PAGE EXCERPT>
┌──
1. In flowering plants, pollination is a process that leads to the fertilization of an egg and the production of seeds. Some flowers attract pollinators, such as bees, using visual and chemical cues. When a bee visits a flower, in addition to transferring pollen, the bee can take nectar from the flower and use it to make honey for the colony.
Nectar contains sugar, but certain plants also produce caffeine in the nectar. Caffeine is a bitter-tasting compound that can be toxic to insects at high concentrations. To investigate the role of caffeine in nectar, a group of researchers studied the effect of 0.1 mM caffeine on bee behavior. The results of an experiment to test the effect of caffeine on bees’ memory of a nectar source are shown in Table 1.
(a) On the axes provided, construct an appropriately labeled graph to illustrate the effect of caffeine on the probability of bees revisiting a nectar source (memory).
(b) Based on the results, describe the effect of caffeine on each of the following:
- Short-term (10 minute) memory of a nectar source
- Long-term (24 hour) memory of a nectar source
(c) Design an experiment using artificial flowers to investigate potential negative effects of increasing caffeine concentrations in nectar on the number of floral visits by bees. Identify the null hypothesis, an appropriate control treatment, and the predicted results that could be used to reject the null hypothesis.
└──
SUPPLIED DATA>
┌──
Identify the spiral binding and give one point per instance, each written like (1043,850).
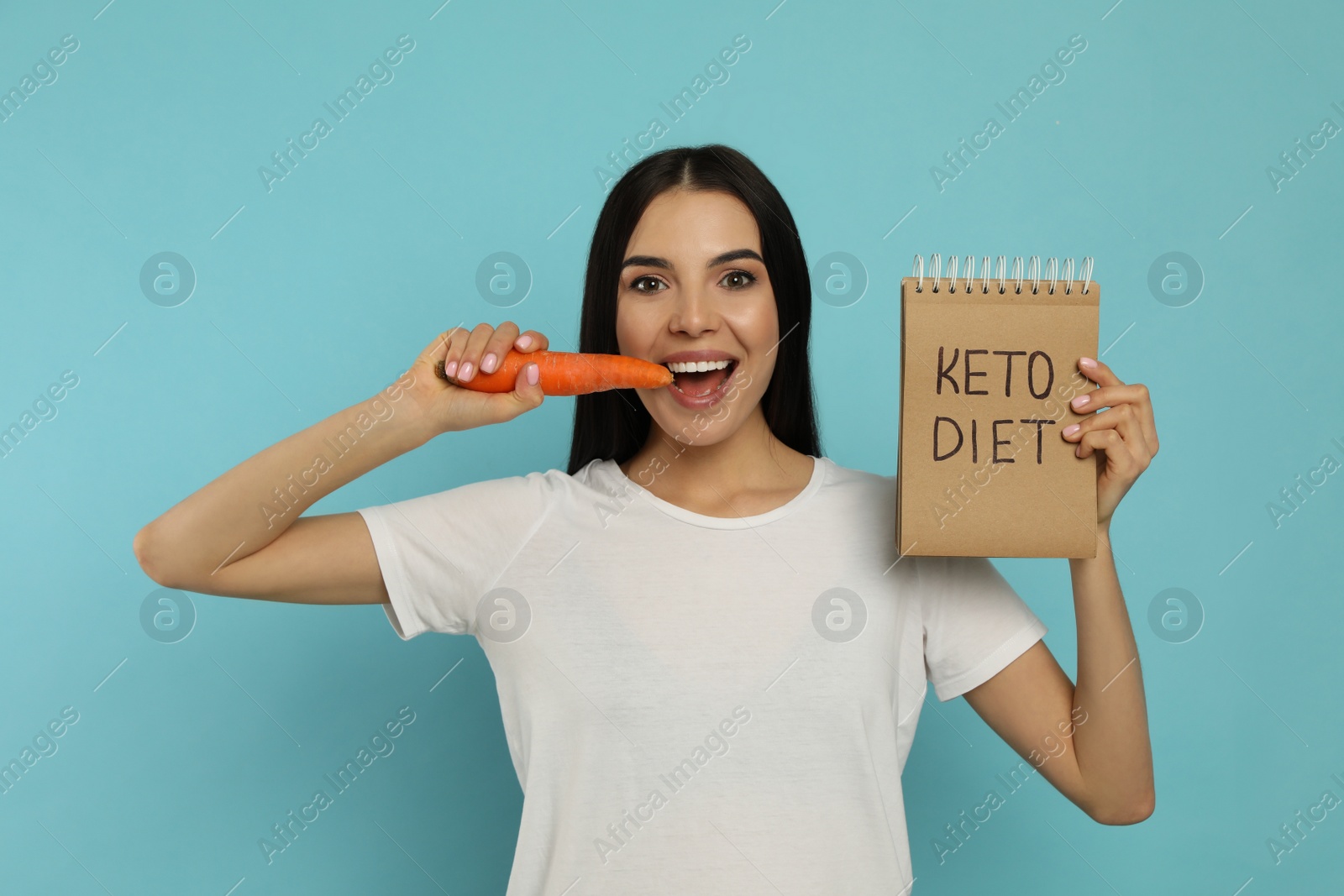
└──
TASK DETAILS>
In the passage on caffeine in nectar, what concentration of caffeine did the researchers use to study bee behavior?

RESULT>
0.1 mM